[Items from a dataset]
[start]

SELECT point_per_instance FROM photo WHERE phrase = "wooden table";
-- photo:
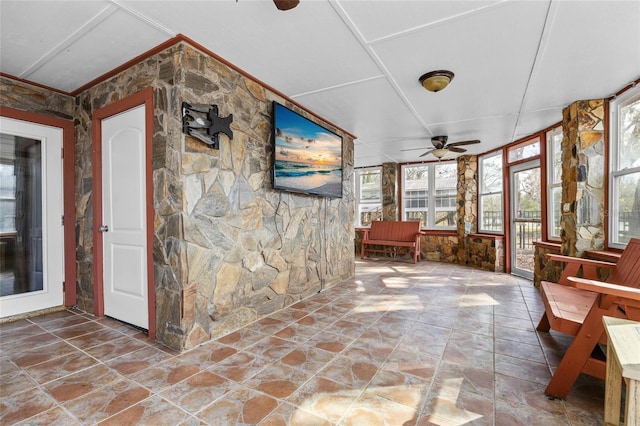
(623, 361)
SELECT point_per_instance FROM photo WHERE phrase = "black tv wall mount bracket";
(202, 121)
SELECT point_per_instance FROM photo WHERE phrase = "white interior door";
(526, 216)
(31, 208)
(124, 225)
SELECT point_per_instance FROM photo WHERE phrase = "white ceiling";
(356, 63)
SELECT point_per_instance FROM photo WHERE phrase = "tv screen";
(307, 157)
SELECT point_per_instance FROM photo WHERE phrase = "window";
(7, 199)
(554, 182)
(624, 184)
(368, 195)
(522, 151)
(429, 194)
(490, 194)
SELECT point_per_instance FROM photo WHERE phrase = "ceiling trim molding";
(69, 41)
(198, 46)
(163, 46)
(159, 48)
(32, 83)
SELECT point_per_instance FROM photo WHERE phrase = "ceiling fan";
(442, 148)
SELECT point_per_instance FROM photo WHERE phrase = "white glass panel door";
(31, 232)
(526, 216)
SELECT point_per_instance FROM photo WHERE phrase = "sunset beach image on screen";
(308, 157)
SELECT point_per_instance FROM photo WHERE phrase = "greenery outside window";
(490, 194)
(429, 194)
(7, 199)
(624, 183)
(554, 182)
(368, 195)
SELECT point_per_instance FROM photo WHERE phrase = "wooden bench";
(393, 233)
(576, 306)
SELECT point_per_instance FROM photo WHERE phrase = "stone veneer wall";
(390, 207)
(480, 251)
(227, 248)
(543, 268)
(440, 248)
(30, 98)
(583, 167)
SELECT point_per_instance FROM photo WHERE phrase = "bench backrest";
(394, 230)
(627, 269)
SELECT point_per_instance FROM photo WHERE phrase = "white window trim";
(481, 194)
(431, 203)
(614, 107)
(358, 172)
(551, 185)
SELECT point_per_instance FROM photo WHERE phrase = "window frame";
(481, 194)
(433, 196)
(629, 97)
(552, 184)
(358, 192)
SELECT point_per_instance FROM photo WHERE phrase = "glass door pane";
(21, 265)
(526, 216)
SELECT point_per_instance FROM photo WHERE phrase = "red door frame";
(68, 182)
(144, 97)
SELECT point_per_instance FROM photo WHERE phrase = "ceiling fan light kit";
(439, 153)
(435, 81)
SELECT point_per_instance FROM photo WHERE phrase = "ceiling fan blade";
(439, 141)
(455, 149)
(469, 142)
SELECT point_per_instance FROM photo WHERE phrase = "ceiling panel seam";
(69, 41)
(359, 37)
(542, 43)
(338, 86)
(448, 19)
(139, 16)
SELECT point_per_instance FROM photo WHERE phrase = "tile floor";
(400, 344)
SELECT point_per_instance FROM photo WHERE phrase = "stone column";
(467, 199)
(583, 169)
(390, 206)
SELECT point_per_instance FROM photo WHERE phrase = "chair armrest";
(606, 288)
(365, 232)
(580, 260)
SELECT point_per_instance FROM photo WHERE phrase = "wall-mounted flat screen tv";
(307, 157)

[end]

__Task statement__. Print each line of the material above exactly, with the pictures removed from your copy.

__Problem solution__.
SELECT point_per_instance FROM photo WHERE phrase = "wooden table";
-- photo:
(623, 361)
SELECT point_per_instance FROM photo WHERE phrase = "black tv wall mount bracket";
(202, 121)
SELECT point_per_instance FROM photo WHERE phrase = "white interior door";
(526, 216)
(31, 208)
(124, 225)
SELECT point_per_instance FROM photo WHERE phrase = "white ceiling";
(356, 63)
SELECT point_per_instance FROM photo WHERE phrase = "tv screen";
(307, 157)
SELECT point_per_instance FROM photo WHERE phrase = "window";
(7, 199)
(554, 182)
(624, 184)
(368, 195)
(522, 151)
(429, 194)
(490, 194)
SELECT point_per_instance FROM photo WHERE phrase = "ceiling trim molding";
(69, 41)
(198, 46)
(163, 46)
(159, 48)
(32, 83)
SELECT point_per_instance FROM photo WHERE phrase = "ceiling fan";
(442, 148)
SELECT point_per_instance FROM photo WHERE phrase = "white glass panel door";
(31, 232)
(526, 216)
SELECT point_per_instance FROM photo WHERE phrase = "sunset beach image on screen";
(308, 157)
SELECT point_per_instance FROM photo WHERE phrase = "greenery outside window";
(490, 194)
(429, 194)
(7, 199)
(624, 183)
(554, 182)
(368, 195)
SELECT point_per_instance FROM photo WHERE phrase = "wooden bench";
(393, 233)
(576, 306)
SELECT point_per_instance FROM photo WHERE phrase = "stone veneer wall";
(390, 207)
(480, 251)
(227, 248)
(543, 268)
(440, 248)
(30, 98)
(583, 167)
SELECT point_per_instance FROM photo WHERE phrase = "bench backrest";
(394, 230)
(627, 269)
SELECT point_per_instance FROM photo WHERE phrase = "white window trim";
(481, 194)
(431, 203)
(614, 107)
(358, 172)
(551, 185)
SELECT point_per_instance FROM photo WHERE phrase = "window frame";
(481, 194)
(433, 196)
(629, 97)
(552, 184)
(358, 192)
SELECT point_per_instance FROM photo WHERE phrase = "glass door pane";
(21, 265)
(526, 216)
SELECT point_per_instance FROM photo WHERE phrase = "red door frame";
(68, 182)
(144, 97)
SELECT point_per_instance FROM photo WHERE phrase = "ceiling fan light kit";
(439, 153)
(435, 81)
SELECT point_per_instance FROM photo WHERE phrase = "ceiling fan blade";
(439, 141)
(455, 149)
(469, 142)
SELECT point_per_instance FROM photo WHERE phrase = "ceiling panel seam";
(69, 41)
(359, 37)
(542, 43)
(338, 86)
(448, 19)
(139, 16)
SELECT point_per_instance FROM photo WHERE phrase = "tile floor";
(400, 344)
SELECT point_per_instance FROM photo WHERE phrase = "stone column";
(467, 199)
(583, 169)
(390, 206)
SELECT point_per_instance FROM photo WHERE phrase = "chair armrest";
(606, 288)
(365, 232)
(580, 260)
SELECT point_per_instance FROM photo WHERE phrase = "wall-mounted flat screen tv";
(307, 157)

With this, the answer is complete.